_To do_:
The response should consist of every line below, unchanged.

_Extracted information_:
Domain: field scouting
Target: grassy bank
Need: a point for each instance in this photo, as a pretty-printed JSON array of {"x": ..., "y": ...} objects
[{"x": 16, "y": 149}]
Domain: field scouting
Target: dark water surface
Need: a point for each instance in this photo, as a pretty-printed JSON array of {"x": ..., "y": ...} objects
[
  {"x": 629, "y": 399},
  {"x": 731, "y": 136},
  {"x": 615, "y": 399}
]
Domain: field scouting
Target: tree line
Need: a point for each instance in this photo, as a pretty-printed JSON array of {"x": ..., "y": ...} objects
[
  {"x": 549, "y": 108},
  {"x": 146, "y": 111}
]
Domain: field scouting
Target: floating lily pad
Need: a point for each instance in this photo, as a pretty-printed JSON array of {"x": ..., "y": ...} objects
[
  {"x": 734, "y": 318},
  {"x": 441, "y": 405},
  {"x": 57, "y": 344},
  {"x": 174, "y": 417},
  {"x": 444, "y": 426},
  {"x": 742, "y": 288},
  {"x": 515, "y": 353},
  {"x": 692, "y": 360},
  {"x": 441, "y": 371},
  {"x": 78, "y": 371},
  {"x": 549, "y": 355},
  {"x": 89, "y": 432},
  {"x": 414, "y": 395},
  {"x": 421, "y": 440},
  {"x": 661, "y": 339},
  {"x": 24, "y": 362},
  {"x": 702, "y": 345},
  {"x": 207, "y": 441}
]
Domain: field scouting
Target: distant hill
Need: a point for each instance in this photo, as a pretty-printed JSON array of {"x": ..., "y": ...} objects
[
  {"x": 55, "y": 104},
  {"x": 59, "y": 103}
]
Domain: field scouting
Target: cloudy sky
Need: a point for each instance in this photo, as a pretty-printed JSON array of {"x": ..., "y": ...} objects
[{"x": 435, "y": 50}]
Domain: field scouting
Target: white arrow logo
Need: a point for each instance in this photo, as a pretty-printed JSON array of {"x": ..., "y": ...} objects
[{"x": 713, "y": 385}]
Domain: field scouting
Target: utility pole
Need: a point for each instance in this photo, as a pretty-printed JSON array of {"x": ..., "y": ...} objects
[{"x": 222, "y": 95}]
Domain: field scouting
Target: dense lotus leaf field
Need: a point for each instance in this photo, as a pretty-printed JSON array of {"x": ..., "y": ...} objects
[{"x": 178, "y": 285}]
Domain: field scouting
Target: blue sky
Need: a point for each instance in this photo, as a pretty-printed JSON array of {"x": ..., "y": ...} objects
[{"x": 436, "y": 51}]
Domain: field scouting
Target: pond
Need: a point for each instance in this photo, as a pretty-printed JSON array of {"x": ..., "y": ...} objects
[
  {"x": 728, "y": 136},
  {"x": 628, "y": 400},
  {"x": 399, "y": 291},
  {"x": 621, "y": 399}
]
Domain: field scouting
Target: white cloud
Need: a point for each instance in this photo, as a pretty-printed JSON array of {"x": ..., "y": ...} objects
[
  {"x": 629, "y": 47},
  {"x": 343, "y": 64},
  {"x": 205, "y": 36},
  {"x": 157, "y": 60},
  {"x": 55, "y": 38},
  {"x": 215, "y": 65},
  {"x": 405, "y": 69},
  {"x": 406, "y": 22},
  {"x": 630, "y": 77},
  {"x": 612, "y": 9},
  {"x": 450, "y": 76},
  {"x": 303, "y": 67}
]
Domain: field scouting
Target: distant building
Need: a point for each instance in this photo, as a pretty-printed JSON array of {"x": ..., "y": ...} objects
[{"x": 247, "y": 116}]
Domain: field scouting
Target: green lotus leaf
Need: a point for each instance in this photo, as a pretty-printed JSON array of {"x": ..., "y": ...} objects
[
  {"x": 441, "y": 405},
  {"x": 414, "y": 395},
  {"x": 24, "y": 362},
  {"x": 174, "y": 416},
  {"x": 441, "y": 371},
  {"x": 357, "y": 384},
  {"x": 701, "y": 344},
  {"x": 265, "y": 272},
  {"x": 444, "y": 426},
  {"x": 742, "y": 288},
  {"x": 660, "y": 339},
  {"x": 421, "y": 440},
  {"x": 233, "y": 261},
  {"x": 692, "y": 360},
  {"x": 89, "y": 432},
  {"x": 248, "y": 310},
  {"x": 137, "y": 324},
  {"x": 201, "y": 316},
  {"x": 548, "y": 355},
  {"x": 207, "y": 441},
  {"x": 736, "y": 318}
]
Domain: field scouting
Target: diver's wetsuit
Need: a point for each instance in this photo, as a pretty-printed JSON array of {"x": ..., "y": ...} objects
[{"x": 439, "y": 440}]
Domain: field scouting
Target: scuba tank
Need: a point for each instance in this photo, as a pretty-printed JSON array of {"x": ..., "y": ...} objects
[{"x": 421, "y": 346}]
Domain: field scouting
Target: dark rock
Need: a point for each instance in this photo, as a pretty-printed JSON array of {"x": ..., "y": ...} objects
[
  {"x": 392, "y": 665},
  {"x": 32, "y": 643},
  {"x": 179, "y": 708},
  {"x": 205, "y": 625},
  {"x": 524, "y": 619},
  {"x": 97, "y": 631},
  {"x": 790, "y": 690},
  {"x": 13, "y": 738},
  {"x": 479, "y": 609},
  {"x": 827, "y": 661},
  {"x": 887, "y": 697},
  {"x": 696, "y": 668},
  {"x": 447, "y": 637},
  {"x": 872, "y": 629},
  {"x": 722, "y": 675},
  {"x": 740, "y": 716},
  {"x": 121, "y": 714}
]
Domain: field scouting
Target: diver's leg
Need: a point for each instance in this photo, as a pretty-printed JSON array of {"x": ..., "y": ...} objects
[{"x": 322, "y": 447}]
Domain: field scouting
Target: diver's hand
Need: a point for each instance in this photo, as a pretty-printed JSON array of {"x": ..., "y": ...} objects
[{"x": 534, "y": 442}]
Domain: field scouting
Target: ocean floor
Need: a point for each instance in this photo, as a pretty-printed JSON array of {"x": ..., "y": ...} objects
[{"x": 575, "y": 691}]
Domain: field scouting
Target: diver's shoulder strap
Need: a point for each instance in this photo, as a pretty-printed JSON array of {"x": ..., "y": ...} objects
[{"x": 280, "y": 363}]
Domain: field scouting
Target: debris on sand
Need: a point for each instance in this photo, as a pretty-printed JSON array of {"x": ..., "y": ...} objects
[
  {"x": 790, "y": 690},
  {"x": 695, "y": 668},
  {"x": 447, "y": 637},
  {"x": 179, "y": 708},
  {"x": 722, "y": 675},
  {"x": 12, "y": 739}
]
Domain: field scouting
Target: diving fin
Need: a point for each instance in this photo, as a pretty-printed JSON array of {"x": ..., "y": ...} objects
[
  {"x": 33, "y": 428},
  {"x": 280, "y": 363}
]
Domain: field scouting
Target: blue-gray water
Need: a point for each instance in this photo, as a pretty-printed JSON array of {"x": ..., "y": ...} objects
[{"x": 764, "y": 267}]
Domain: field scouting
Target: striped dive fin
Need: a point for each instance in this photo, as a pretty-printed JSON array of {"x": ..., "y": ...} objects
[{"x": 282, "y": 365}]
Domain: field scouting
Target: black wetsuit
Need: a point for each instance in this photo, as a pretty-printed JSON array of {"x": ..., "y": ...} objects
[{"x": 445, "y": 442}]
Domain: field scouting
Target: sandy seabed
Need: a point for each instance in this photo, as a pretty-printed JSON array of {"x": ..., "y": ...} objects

_Response to the task_:
Domain: field scouting
Target: grassy bank
Need: a point for each instance in this photo, as a pretty-printed JSON array of {"x": ..., "y": ...} objects
[{"x": 16, "y": 149}]
Domain: field scouting
Target: dark water surface
Need: a point for each instance in this photo, as a pretty-printed JSON array of {"x": ..., "y": ...} objects
[
  {"x": 629, "y": 399},
  {"x": 731, "y": 136},
  {"x": 615, "y": 399}
]
Domain: field scouting
Target: tree line
Need: a point for each instance in this photo, as a pretty-printed JSON array of {"x": ..., "y": ...} objects
[
  {"x": 549, "y": 108},
  {"x": 146, "y": 111}
]
Domain: field scouting
Target: floating lily pad
Need: a point for each instance in this photo, as a pretty-printed JSON array of {"x": ..., "y": ...} objects
[
  {"x": 734, "y": 318},
  {"x": 441, "y": 405},
  {"x": 57, "y": 344},
  {"x": 174, "y": 417},
  {"x": 444, "y": 426},
  {"x": 742, "y": 288},
  {"x": 515, "y": 353},
  {"x": 692, "y": 360},
  {"x": 441, "y": 371},
  {"x": 78, "y": 371},
  {"x": 549, "y": 355},
  {"x": 89, "y": 432},
  {"x": 414, "y": 395},
  {"x": 421, "y": 440},
  {"x": 661, "y": 339},
  {"x": 24, "y": 362},
  {"x": 702, "y": 345},
  {"x": 207, "y": 441}
]
Domain: field scouting
Target: distant hill
Need: a point for each instance in this photo, as a pretty-printed JSON array of {"x": ..., "y": ...} objects
[
  {"x": 55, "y": 104},
  {"x": 59, "y": 103}
]
Domain: field scouting
Target: cloudy sky
Need: a point for each instance in this photo, as a pretty-printed JSON array of {"x": ..., "y": ...} objects
[{"x": 435, "y": 50}]
Domain: field scouting
Target: white arrow logo
Need: a point for each instance in this photo, as a pretty-printed JSON array of {"x": ..., "y": ...} objects
[{"x": 713, "y": 385}]
Domain: field scouting
Target: utility pole
Need: a point for each instance in this photo, as a pretty-printed JSON array of {"x": ..., "y": ...} objects
[{"x": 222, "y": 95}]
Domain: field scouting
Target: dense lotus leaf field
Need: a point for each instance in this photo, as a pretty-printed JSON array of {"x": ..., "y": ...} objects
[{"x": 178, "y": 285}]
Domain: field scouting
Target: blue sky
Need: a point for each instance in this photo, as a pretty-printed JSON array of {"x": ..., "y": ...} objects
[{"x": 436, "y": 51}]
Domain: field scouting
Target: pond
Need: a point for each instance in this photo, as a pretty-printed JSON array of {"x": ..., "y": ...} objects
[
  {"x": 728, "y": 136},
  {"x": 628, "y": 400},
  {"x": 399, "y": 291},
  {"x": 621, "y": 399}
]
Domain: field scouting
Target: white cloud
Need: a point for each instance in this photo, as a pretty-printed JSON array of {"x": ..., "y": ...} objects
[
  {"x": 629, "y": 47},
  {"x": 343, "y": 64},
  {"x": 205, "y": 36},
  {"x": 157, "y": 60},
  {"x": 55, "y": 38},
  {"x": 215, "y": 65},
  {"x": 405, "y": 69},
  {"x": 406, "y": 22},
  {"x": 630, "y": 77},
  {"x": 612, "y": 9},
  {"x": 450, "y": 76},
  {"x": 303, "y": 67}
]
Domain: field scouting
Target: distant building
Need: a point for each instance in this photo, as a pretty-printed JSON array of {"x": ..., "y": ...} objects
[{"x": 247, "y": 116}]
Domain: field scouting
Target: green lotus leaf
Need: a point for each instance in this photo, as a pretty-printed JSON array of {"x": ..., "y": ...} objects
[
  {"x": 441, "y": 405},
  {"x": 414, "y": 395},
  {"x": 24, "y": 362},
  {"x": 174, "y": 416},
  {"x": 441, "y": 371},
  {"x": 357, "y": 384},
  {"x": 701, "y": 344},
  {"x": 265, "y": 272},
  {"x": 444, "y": 426},
  {"x": 742, "y": 288},
  {"x": 660, "y": 339},
  {"x": 421, "y": 440},
  {"x": 233, "y": 261},
  {"x": 692, "y": 360},
  {"x": 89, "y": 432},
  {"x": 248, "y": 310},
  {"x": 137, "y": 324},
  {"x": 201, "y": 316},
  {"x": 548, "y": 355},
  {"x": 207, "y": 441},
  {"x": 736, "y": 318}
]
Domain: field scouting
Target: diver's wetsuit
Need: a point for each instance in this photo, as a pretty-printed JSON array of {"x": ..., "y": ...} objects
[{"x": 439, "y": 440}]
Domain: field scouting
Target: scuba tank
Need: a point for each instance in this photo, as a pretty-printed JSON array of {"x": ..., "y": ...} objects
[{"x": 421, "y": 346}]
Domain: field scouting
Target: dark rock
Need: a point for each instance in this photo, as a pretty-printed JSON array of {"x": ..., "y": ...} objects
[
  {"x": 392, "y": 665},
  {"x": 32, "y": 643},
  {"x": 179, "y": 708},
  {"x": 205, "y": 625},
  {"x": 524, "y": 619},
  {"x": 97, "y": 631},
  {"x": 790, "y": 690},
  {"x": 13, "y": 738},
  {"x": 479, "y": 609},
  {"x": 827, "y": 661},
  {"x": 887, "y": 697},
  {"x": 696, "y": 668},
  {"x": 447, "y": 637},
  {"x": 872, "y": 629},
  {"x": 722, "y": 675},
  {"x": 740, "y": 716},
  {"x": 121, "y": 714}
]
Domain: field scouting
Target: diver's leg
Need: a point for each instance in this photo, as a pretty-printed JSON array of {"x": ..., "y": ...} objects
[{"x": 322, "y": 447}]
Domain: field scouting
Target: diver's hand
Need: a point for each instance in this photo, as a pretty-printed JSON array of {"x": ..., "y": ...} objects
[{"x": 534, "y": 442}]
Domain: field scouting
Target: ocean floor
Need: a point for each instance in this photo, as a pretty-printed JSON array of {"x": ..., "y": ...} objects
[{"x": 575, "y": 691}]
Domain: field scouting
Target: diver's shoulder strap
Need: a point for each instance in this photo, as a pretty-printed JSON array of {"x": ..., "y": ...} objects
[{"x": 280, "y": 363}]
Domain: field scouting
Target: debris on sand
Need: a point for each instance in this photo, as a pretty-printed JSON array of {"x": ..., "y": ...} objects
[
  {"x": 790, "y": 690},
  {"x": 695, "y": 668},
  {"x": 447, "y": 637},
  {"x": 179, "y": 708},
  {"x": 722, "y": 675},
  {"x": 12, "y": 739}
]
Domain: field scouting
Target: diving fin
Need: a point for each instance in this photo, as a pretty-printed JSON array of {"x": ..., "y": ...} objects
[
  {"x": 33, "y": 428},
  {"x": 280, "y": 363}
]
Domain: field scouting
Target: blue-gray water
Need: a point for each instance in this photo, as a pretty-printed JSON array of {"x": ..., "y": ...} objects
[{"x": 764, "y": 267}]
Domain: field scouting
Target: striped dive fin
Need: a point for each instance in this photo, as a pretty-printed JSON array of {"x": ..., "y": ...} objects
[{"x": 282, "y": 365}]
Domain: field scouting
Target: black wetsuit
Need: a point for each instance in this photo, as a pretty-printed JSON array of {"x": ..., "y": ...} objects
[{"x": 445, "y": 442}]
Domain: field scouting
Target: sandy seabed
Need: a point for each instance in this photo, as a pretty-printed JSON array of {"x": ..., "y": ...} objects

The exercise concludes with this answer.